__LISTED RECORDS__

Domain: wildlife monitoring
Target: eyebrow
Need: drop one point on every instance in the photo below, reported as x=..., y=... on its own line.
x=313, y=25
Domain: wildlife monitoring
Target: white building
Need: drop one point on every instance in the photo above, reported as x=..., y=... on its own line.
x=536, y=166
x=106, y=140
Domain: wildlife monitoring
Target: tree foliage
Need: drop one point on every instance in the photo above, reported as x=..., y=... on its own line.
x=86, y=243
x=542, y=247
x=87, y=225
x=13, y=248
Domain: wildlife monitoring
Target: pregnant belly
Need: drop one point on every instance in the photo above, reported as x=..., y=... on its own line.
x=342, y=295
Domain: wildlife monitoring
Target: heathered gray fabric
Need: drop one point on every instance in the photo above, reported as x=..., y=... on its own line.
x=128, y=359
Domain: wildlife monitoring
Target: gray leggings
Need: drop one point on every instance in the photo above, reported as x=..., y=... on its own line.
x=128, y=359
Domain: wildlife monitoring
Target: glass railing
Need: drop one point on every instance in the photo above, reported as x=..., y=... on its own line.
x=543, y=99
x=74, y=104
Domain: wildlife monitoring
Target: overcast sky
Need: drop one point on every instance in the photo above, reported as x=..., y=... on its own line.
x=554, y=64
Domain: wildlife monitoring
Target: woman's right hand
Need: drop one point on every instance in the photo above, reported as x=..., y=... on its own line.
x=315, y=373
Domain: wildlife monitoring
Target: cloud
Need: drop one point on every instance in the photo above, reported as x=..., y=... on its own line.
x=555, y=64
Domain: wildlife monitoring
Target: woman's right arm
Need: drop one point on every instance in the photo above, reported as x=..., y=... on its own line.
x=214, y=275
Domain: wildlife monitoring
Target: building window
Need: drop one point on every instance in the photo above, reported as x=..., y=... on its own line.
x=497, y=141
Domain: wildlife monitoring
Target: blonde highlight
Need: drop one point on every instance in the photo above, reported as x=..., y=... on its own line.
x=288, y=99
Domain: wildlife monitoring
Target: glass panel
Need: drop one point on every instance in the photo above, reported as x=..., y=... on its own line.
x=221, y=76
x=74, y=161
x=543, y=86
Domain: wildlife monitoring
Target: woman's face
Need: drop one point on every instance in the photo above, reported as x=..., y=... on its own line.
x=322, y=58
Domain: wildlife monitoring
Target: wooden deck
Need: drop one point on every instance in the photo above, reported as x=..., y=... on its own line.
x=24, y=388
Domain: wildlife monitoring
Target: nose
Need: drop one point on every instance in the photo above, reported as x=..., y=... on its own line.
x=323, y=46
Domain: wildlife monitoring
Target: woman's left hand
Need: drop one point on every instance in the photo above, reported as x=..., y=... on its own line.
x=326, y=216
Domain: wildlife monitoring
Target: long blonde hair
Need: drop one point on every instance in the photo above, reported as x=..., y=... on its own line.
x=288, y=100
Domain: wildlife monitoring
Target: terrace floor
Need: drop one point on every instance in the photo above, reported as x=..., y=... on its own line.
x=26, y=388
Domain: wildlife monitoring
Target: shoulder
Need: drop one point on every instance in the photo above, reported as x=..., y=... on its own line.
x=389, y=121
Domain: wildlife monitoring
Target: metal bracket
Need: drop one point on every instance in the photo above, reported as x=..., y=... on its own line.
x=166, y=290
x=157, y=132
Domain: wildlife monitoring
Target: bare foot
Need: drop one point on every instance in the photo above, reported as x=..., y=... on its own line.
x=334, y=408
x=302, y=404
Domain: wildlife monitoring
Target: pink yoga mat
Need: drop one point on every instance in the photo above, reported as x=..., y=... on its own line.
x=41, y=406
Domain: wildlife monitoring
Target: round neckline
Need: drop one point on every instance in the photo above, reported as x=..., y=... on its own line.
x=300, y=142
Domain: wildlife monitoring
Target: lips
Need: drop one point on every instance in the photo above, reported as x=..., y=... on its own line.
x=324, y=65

__ASSIGNMENT__
Repeat the data above in full, word for word.

__SOLUTION FOR THIS PROBLEM__
Domain: wildlife monitoring
Target: eyebrow
Need: drop one point on every instance in the photo below, reported as x=..., y=... on its own line.
x=313, y=25
Domain: wildlife monitoring
Target: white building
Need: drop one point on every instance in the photo above, reported as x=..., y=... on its own line.
x=536, y=166
x=106, y=140
Domain: wildlife monitoring
Target: tree foliage
Need: drop one point on every instance in the photo above, reported as x=..., y=... on its own line.
x=86, y=243
x=542, y=247
x=87, y=225
x=13, y=248
Domain: wildlife monitoring
Target: pregnant belly
Need: drop one point on every instance in the photo above, reported as x=..., y=... on its own line.
x=342, y=295
Domain: wildlife monitoring
Target: heathered gray fabric
Need: drop one point on every instance in the photo above, reported as x=..., y=... on its own line.
x=128, y=359
Domain: wildlife monitoring
Target: gray leggings
Need: drop one point on every instance in the photo above, reported as x=..., y=... on its own line.
x=128, y=359
Domain: wildlife monitoring
Target: glass railing
Need: drop one point on every instance in the photo above, reported as x=..., y=... on its own line.
x=543, y=99
x=74, y=104
Domain: wildlife monitoring
Target: overcast sky
Need: drop one point on every instance in the photo above, reported as x=..., y=... on its own line.
x=554, y=64
Domain: wildlife monitoring
Target: woman's right hand
Need: drop one point on every instance in the photo above, reported as x=..., y=... on its own line.
x=315, y=373
Domain: wildlife monitoring
Target: cloud
Need: drop one point on every instance in the photo above, reported as x=..., y=... on its own line.
x=555, y=64
Domain: wildlife monitoring
Target: woman's right arm
Need: drop one point on every instance in the photo above, reported as x=..., y=... on its own line.
x=214, y=275
Domain: wildlife monitoring
Target: building window
Need: drop one point on every instance in the photo above, reported as x=..., y=... on its own line.
x=497, y=141
Domain: wildlife monitoring
Target: blonde highlight
Need: drop one point on every instance in the photo above, reported as x=..., y=... on its own line.
x=288, y=99
Domain: wildlife monitoring
Target: glass panel
Need: drop one point on every instance in the photo above, reported as x=..., y=... on its own line.
x=221, y=76
x=74, y=161
x=543, y=86
Domain: wildlife monitoring
Target: woman's face
Need: drop one point on every instance in the photo above, reported as x=..., y=... on its own line.
x=322, y=58
Domain: wildlife monitoring
Target: wooden deck
Need: drop one point on every instance in the photo above, reported as x=..., y=... on its own line.
x=24, y=388
Domain: wildlife monitoring
Target: nose
Need: drop one point on every instance in the photo above, reported as x=..., y=... on its own line.
x=323, y=46
Domain: wildlife monitoring
Target: woman's left hand
Need: drop one point on every instance in the photo above, reported as x=..., y=... on its own line.
x=326, y=216
Domain: wildlife monitoring
Target: long blonde hair
Need: drop one point on every instance in the photo above, reported as x=..., y=... on its own line.
x=288, y=100
Domain: wildlife monitoring
Target: terrace floor
Need: drop one point on every instance in the photo above, reported as x=..., y=... on its own line.
x=26, y=388
Domain: wildlife monitoring
Target: shoulder
Need: drop one point on every instance in the photo above, reported as x=..., y=... on its own line.
x=389, y=121
Domain: wildlife monitoring
Target: metal bracket
Need: drop one point on every instance in the photo above, reported as x=..., y=... on its own line.
x=166, y=290
x=157, y=132
Domain: wildlife monitoring
Target: bare foot
Need: drop one point on every instance in the photo above, reported as x=..., y=... on its own line.
x=334, y=408
x=302, y=404
Domain: wildlife monitoring
Target: pink yoga mat
Need: drop one point on every instance in the photo above, reported as x=..., y=... on its own line.
x=41, y=406
Domain: wildlife monitoring
Target: round neckline
Need: drop one point on every instance in the photo above, reported as x=..., y=... on its own line.
x=300, y=142
Domain: wildlife monitoring
Target: lips
Need: drop one point on every instance in the photo above, reported as x=..., y=... on its own line.
x=324, y=65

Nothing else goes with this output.